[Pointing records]
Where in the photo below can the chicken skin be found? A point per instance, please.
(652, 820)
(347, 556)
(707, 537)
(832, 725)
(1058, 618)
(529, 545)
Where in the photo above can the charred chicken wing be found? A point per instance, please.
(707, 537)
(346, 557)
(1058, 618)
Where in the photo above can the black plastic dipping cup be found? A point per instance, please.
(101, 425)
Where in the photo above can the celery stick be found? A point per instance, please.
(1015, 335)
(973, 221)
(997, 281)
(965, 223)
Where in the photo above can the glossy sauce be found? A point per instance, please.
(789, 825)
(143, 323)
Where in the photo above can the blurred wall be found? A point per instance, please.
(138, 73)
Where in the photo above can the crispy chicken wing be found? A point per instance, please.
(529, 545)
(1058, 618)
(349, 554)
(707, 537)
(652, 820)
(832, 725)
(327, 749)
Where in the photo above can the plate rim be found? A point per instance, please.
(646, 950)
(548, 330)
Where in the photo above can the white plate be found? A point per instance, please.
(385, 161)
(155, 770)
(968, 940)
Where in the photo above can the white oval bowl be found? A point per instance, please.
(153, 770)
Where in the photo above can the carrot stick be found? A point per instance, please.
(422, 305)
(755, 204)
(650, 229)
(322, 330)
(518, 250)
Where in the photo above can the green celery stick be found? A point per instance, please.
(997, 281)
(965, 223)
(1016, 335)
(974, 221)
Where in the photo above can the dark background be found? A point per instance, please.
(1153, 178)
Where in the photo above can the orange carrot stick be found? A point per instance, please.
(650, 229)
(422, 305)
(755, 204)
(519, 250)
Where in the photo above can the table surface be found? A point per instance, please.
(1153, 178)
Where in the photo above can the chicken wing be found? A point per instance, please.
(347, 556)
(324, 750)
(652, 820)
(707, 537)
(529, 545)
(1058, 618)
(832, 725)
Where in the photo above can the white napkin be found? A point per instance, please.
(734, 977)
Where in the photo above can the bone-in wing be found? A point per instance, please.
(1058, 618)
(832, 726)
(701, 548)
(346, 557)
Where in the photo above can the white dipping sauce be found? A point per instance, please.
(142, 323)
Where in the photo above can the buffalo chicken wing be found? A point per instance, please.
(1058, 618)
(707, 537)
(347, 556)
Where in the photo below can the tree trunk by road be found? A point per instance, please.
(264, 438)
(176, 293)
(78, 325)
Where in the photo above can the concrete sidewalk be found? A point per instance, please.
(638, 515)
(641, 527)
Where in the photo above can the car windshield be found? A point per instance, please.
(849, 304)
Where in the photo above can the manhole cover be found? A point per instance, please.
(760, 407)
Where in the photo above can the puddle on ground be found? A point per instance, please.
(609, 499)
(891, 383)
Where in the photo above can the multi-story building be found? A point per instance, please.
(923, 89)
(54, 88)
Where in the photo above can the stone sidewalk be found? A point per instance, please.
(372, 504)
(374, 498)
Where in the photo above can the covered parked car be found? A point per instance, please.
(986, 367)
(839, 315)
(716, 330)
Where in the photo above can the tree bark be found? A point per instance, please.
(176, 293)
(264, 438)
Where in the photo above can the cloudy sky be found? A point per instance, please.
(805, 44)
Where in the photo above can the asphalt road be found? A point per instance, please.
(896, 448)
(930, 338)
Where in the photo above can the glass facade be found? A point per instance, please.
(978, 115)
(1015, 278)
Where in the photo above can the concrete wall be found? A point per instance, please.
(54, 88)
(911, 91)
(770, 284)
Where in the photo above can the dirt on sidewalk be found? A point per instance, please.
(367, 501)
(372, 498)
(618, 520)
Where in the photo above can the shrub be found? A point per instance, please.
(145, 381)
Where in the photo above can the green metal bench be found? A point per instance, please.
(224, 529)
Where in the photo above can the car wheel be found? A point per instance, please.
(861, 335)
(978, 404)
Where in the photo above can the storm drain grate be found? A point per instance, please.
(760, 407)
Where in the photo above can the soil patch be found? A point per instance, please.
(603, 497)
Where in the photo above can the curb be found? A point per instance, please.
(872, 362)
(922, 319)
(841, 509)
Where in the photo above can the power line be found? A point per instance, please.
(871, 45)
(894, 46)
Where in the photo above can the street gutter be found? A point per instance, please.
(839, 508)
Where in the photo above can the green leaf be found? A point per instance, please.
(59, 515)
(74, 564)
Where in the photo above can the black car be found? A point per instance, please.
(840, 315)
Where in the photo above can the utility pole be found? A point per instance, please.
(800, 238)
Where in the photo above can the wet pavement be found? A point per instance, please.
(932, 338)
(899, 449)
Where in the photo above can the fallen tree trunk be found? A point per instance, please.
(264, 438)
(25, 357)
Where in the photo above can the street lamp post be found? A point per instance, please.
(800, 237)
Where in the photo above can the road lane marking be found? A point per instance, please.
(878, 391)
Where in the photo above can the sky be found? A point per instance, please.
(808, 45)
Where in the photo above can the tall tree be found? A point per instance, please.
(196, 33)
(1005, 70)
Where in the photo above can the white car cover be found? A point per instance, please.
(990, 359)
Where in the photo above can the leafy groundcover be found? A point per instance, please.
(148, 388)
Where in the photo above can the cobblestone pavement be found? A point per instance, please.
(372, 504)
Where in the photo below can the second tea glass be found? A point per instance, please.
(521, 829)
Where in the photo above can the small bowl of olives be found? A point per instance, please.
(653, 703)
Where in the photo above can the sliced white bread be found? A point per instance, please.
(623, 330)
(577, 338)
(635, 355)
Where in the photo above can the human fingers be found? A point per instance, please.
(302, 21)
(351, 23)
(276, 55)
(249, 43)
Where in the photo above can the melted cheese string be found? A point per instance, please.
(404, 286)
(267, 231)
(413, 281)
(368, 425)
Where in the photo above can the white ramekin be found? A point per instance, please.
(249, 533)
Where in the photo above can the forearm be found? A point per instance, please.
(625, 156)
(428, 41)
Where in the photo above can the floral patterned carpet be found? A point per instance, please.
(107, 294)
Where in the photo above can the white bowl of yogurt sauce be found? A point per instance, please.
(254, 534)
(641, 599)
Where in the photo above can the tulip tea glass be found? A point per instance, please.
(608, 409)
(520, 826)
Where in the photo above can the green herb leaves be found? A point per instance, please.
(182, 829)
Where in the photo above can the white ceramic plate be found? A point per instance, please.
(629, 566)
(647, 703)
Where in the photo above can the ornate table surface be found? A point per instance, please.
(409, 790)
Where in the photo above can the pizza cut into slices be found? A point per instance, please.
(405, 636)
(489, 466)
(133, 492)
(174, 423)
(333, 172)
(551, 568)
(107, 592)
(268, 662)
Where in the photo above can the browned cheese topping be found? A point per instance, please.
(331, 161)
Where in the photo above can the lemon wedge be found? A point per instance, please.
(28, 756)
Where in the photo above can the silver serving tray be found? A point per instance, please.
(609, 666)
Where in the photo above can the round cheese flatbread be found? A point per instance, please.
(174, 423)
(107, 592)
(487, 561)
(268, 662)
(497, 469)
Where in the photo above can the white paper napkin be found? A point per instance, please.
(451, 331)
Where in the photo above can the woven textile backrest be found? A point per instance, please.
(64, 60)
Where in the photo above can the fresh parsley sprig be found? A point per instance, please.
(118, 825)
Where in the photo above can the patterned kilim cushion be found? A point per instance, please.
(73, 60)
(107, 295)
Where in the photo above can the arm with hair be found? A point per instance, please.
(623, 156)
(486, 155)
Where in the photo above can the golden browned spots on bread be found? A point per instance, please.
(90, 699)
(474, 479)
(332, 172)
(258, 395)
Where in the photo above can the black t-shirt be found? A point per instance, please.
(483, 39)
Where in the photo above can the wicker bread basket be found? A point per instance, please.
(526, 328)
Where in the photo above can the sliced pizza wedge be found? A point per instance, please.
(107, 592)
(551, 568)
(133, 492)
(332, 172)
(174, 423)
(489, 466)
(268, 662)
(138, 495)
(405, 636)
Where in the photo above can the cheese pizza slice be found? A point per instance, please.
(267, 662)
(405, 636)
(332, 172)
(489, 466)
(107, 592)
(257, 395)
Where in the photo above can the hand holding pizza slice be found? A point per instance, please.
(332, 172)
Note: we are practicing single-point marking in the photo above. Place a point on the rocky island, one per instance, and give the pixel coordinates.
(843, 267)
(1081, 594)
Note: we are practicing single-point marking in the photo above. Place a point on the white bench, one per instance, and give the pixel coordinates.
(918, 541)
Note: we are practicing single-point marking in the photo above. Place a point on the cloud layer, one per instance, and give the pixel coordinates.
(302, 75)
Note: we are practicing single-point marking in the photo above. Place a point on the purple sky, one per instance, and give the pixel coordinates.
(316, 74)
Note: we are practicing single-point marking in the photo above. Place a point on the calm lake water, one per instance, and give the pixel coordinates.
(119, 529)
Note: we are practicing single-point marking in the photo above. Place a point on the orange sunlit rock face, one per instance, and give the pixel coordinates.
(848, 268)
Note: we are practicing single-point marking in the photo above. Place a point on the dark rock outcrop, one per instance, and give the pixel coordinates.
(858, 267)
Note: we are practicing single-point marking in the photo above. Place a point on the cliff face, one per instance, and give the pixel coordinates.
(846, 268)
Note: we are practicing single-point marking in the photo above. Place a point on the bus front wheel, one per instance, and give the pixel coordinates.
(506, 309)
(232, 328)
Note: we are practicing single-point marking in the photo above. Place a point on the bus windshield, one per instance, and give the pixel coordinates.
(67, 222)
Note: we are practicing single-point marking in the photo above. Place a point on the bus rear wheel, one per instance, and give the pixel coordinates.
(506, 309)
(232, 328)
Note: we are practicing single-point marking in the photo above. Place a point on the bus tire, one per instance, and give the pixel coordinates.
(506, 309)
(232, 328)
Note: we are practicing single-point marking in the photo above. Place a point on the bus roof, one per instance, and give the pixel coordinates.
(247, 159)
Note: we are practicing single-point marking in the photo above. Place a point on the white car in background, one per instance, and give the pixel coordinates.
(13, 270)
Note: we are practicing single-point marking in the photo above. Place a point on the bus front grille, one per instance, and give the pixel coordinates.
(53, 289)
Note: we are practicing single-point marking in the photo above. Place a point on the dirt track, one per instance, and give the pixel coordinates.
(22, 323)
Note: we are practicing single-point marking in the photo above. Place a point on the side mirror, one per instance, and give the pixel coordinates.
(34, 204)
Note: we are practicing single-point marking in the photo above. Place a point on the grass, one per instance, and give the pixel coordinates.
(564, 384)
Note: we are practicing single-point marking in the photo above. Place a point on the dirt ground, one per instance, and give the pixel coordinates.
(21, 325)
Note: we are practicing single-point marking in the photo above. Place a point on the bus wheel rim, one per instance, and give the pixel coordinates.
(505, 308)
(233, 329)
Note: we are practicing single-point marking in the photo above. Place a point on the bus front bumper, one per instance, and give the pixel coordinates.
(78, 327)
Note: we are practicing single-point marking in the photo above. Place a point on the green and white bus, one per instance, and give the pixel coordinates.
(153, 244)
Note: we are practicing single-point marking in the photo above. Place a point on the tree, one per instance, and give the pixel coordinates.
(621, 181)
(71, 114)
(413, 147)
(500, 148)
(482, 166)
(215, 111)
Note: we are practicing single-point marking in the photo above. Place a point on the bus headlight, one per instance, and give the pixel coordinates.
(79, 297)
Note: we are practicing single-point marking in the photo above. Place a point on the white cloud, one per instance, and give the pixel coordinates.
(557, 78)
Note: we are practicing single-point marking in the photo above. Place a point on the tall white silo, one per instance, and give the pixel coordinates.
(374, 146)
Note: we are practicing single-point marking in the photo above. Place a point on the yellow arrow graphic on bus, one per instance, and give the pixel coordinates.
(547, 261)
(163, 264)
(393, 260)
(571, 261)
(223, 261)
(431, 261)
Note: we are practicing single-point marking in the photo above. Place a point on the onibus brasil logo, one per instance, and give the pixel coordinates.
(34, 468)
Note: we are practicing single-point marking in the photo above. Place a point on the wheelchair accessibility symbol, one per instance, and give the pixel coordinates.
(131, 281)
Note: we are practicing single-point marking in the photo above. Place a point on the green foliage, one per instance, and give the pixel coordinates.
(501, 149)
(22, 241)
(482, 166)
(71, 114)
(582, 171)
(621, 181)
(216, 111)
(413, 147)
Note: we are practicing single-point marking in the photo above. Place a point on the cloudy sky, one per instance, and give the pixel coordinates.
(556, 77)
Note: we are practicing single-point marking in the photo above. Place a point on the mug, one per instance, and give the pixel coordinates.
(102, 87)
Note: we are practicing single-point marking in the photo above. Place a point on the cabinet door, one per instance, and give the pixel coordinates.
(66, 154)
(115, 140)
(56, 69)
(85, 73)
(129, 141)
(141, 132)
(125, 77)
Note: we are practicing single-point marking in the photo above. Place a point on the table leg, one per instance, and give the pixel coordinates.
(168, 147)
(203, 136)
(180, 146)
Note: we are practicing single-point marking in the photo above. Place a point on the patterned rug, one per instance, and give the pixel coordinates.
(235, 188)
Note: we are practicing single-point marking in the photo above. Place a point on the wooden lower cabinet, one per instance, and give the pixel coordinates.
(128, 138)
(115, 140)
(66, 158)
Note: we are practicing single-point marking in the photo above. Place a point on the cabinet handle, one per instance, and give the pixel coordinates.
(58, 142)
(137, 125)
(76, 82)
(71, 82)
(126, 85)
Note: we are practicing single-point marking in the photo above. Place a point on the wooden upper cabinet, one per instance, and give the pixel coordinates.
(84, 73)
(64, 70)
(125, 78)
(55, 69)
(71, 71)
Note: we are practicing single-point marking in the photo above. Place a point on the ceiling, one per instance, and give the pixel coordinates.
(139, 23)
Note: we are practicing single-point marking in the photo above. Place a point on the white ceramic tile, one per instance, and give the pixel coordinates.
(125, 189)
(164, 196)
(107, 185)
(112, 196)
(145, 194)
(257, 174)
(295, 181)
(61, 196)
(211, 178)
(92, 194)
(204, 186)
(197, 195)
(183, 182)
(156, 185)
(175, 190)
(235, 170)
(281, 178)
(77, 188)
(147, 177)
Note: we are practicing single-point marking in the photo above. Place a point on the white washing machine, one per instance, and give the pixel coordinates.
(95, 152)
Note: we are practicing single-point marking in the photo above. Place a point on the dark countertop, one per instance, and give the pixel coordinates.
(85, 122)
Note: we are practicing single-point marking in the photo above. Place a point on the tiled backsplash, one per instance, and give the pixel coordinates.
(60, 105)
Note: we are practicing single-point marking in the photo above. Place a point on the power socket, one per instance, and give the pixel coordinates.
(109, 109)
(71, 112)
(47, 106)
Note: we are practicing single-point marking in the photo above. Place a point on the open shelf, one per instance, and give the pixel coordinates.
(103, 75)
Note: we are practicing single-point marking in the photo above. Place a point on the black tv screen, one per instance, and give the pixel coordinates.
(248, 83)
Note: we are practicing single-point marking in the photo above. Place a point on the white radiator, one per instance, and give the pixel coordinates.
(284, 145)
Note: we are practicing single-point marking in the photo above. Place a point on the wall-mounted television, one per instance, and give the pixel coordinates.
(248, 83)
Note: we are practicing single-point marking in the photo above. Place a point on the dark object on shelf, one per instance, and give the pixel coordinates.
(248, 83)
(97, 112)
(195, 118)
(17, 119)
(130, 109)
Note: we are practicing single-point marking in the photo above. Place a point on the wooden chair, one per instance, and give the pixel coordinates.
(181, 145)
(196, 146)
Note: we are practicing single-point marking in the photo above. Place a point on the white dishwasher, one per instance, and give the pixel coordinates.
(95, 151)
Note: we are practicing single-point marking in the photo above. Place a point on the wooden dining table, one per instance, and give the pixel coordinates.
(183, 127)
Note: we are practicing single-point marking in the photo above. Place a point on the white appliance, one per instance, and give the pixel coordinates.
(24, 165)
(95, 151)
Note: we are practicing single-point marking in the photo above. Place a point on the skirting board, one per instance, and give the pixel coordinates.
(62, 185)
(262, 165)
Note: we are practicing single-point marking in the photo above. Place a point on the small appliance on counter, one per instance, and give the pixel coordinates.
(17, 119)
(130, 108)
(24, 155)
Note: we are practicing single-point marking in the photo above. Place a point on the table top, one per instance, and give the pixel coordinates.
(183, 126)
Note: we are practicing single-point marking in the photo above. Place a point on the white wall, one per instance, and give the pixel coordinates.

- TASK BRIEF -
Output only the lines from the one holding "on the wall-mounted" through the last line above, exactly as they appear.

- FINAL ANSWER -
Note: we are practicing single-point marking in the photo above. Place a point on the wall-mounted television, one per instance, and give the pixel coordinates.
(248, 83)
Note: we are practicing single-point marking in the photo above. Place a point on the dark object on shelf, one per instance, and give the pixel coordinates.
(248, 83)
(97, 112)
(195, 118)
(17, 119)
(130, 109)
Note: we are practicing single-point marking in the photo above. Place a point on the wooden chair, one per instance, and give the pixel coordinates.
(181, 145)
(196, 146)
Note: we are practicing single-point marking in the photo above. Place a point on the white dishwasher, one per instance, and give the pixel coordinates.
(95, 151)
Note: we are practicing single-point marking in the photo above. Place a point on the wooden dining table, one per instance, and give the pixel coordinates.
(183, 127)
Note: we are practicing single-point marking in the photo above. Place a point on the white appliance, one per instance, and give the pixel coordinates.
(24, 165)
(95, 151)
Note: we are practicing single-point marking in the photo above. Place a point on the skirting board, one per instance, and give the pixel coordinates.
(62, 185)
(262, 165)
Note: we are practicing single-point marking in the photo above. Place a point on the small appliance on counter, one per instance, and give the pixel coordinates.
(17, 119)
(130, 108)
(24, 155)
Note: we are practicing single-point marking in the photo above. Place a point on the table top, one per instance, and give the pixel coordinates.
(183, 126)
Note: we are practicing single-point marking in the photo above. Place a point on the white wall, one per instance, and give the pixel coordinates.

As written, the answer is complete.